#### Exercise brief
Go through the records below and tally the lines that include "cascading". Answer with the number only.

#### Material shown
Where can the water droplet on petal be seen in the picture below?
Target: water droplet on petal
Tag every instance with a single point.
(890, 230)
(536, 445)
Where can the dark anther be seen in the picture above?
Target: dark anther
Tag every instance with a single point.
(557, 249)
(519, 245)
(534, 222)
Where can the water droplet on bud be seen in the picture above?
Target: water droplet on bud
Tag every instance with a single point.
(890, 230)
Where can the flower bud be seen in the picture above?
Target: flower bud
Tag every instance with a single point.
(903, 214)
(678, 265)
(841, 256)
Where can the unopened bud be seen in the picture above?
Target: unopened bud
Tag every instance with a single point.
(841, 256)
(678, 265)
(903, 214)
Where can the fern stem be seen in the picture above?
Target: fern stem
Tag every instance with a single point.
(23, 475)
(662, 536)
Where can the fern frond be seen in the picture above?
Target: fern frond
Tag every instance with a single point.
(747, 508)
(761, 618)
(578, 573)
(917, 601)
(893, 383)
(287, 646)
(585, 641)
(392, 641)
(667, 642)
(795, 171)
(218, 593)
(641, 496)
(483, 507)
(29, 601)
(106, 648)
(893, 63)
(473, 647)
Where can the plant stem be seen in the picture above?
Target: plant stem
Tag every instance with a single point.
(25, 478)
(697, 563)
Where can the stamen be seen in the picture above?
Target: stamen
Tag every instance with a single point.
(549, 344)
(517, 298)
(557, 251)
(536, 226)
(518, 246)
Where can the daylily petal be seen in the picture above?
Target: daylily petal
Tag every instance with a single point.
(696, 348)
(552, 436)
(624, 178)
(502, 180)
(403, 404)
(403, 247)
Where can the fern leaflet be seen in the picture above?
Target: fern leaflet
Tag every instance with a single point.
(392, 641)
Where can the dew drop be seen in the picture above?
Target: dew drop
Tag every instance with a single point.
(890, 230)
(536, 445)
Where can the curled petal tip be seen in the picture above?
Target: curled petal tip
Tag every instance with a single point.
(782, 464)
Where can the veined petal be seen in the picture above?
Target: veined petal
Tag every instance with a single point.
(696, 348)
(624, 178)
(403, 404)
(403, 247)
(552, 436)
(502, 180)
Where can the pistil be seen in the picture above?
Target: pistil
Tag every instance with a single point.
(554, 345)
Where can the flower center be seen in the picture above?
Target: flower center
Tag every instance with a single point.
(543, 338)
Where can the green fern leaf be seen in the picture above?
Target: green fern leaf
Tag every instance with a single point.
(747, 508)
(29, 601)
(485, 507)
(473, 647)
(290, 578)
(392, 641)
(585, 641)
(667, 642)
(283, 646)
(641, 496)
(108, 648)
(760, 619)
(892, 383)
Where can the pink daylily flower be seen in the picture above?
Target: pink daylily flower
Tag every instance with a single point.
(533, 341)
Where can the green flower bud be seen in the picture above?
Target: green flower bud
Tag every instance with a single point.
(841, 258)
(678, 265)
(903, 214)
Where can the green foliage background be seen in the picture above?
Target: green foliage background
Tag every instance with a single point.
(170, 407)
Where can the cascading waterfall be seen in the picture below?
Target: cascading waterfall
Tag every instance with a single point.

#### Exercise output
2